----- EXTRAITS D'ENREGISTREMENTS
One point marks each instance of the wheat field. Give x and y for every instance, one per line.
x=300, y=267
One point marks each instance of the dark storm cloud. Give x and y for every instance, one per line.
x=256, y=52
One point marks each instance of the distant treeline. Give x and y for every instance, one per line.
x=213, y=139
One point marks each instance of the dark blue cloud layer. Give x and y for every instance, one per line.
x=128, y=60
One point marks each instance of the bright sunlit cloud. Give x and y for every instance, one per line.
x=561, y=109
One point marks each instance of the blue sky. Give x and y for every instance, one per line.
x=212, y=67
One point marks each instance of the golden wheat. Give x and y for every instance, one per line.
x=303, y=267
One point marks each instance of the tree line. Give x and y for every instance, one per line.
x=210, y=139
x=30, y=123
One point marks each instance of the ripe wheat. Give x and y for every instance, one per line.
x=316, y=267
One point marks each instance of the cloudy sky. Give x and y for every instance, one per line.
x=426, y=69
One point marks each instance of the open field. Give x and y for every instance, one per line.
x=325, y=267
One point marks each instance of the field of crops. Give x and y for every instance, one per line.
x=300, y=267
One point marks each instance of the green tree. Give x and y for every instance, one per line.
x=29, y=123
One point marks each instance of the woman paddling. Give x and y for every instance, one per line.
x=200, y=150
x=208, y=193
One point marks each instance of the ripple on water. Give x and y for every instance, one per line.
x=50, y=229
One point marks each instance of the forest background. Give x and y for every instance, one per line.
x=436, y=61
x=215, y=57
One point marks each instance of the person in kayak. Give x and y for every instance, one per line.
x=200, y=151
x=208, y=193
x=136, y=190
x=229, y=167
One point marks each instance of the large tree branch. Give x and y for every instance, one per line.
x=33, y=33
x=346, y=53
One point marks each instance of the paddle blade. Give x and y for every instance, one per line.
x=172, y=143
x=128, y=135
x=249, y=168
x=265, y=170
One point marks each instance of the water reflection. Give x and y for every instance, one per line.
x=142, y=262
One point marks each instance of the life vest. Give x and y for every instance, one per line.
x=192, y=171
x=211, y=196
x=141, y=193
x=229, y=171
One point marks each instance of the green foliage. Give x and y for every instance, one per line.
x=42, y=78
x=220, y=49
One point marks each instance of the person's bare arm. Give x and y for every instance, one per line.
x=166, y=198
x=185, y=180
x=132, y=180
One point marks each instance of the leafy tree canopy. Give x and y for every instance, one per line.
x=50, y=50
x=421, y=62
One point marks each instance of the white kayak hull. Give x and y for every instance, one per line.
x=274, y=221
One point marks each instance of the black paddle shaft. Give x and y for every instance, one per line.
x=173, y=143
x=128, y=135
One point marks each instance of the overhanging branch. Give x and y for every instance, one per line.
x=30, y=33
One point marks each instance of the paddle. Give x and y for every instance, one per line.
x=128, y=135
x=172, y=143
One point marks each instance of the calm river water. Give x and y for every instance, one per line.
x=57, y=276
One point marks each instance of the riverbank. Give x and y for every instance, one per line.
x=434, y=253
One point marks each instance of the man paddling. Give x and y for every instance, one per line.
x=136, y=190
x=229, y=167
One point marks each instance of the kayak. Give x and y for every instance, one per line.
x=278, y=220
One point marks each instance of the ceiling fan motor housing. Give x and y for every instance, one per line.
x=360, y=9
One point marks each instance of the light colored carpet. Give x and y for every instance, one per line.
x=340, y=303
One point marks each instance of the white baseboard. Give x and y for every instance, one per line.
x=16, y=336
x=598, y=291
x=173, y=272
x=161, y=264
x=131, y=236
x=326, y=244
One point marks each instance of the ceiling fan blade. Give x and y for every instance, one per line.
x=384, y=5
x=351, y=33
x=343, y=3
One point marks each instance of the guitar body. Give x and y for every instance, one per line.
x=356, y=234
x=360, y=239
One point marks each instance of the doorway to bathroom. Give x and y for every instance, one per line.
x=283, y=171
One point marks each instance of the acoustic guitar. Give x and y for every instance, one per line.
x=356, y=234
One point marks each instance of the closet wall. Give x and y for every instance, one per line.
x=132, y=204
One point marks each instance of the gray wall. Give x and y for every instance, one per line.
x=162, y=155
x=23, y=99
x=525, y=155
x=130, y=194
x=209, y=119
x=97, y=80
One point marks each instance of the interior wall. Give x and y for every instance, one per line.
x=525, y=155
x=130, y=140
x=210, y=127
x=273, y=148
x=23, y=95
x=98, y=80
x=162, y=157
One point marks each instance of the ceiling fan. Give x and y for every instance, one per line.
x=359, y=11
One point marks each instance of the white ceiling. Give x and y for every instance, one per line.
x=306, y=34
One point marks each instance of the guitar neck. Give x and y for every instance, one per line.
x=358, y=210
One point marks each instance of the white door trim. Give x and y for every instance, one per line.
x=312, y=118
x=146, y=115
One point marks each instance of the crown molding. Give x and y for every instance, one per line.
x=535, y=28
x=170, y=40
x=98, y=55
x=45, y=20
----------
Recopiez les lignes en partant de celle qui contient « One point marks each instance of the life » et en allant jusqu'à celle qui contient « x=283, y=171 », en substituant « canoe » à « kayak » et sans rien modifier d'autre.

One point marks each instance of the life vest. Give x and y for every instance, one per line.
x=192, y=171
x=211, y=196
x=141, y=193
x=229, y=171
One point marks each instance of the green foliage. Give x and y for every instance, one per line.
x=42, y=78
x=220, y=49
One point marks each instance of the person's bare arm. Give x and y for every instance, one per line.
x=166, y=198
x=185, y=180
x=132, y=180
One point marks each instance of the leafy tree canopy. Give x and y for every instance, one per line.
x=50, y=50
x=421, y=62
One point marks each instance of the white canoe hull. Give x and y for every instance, one per line.
x=274, y=221
One point marks each instance of the black paddle shaft. Give x and y for every instance, one per line.
x=173, y=143
x=128, y=135
One point marks each instance of the overhanging branch. Give x and y for every instance, one per line.
x=30, y=33
One point marks each instance of the paddle. Give x and y for every instance, one per line.
x=128, y=135
x=172, y=143
One point marks each instance of the calm river water. Give x and y for every instance, one per line.
x=57, y=276
One point marks each instance of the riverbank. Give x and y for every instance, one per line.
x=434, y=253
One point marks each instance of the man paddling. Give x and y for every instance, one per line.
x=136, y=190
x=229, y=167
One point marks each instance of the canoe. Give x and y for every instance, one per line.
x=278, y=220
One point marks each instance of the ceiling fan motor housing. Give x and y for every instance, one per line.
x=360, y=9
One point marks each instance of the light colored carpet. Give x and y for every instance, one per line.
x=340, y=303
One point marks each instance of the white baseboard. Give x and y for every instance, one per line.
x=16, y=336
x=598, y=291
x=173, y=272
x=161, y=264
x=131, y=236
x=326, y=244
One point marks each instance of the ceiling fan blade. Give x and y for every instance, one per line.
x=384, y=5
x=351, y=33
x=343, y=3
One point marks each instance of the guitar body. Give x and y for every instance, one per line.
x=356, y=234
x=360, y=239
One point marks each instance of the doorway to bathroom. Give x and y for every instance, one per line.
x=283, y=171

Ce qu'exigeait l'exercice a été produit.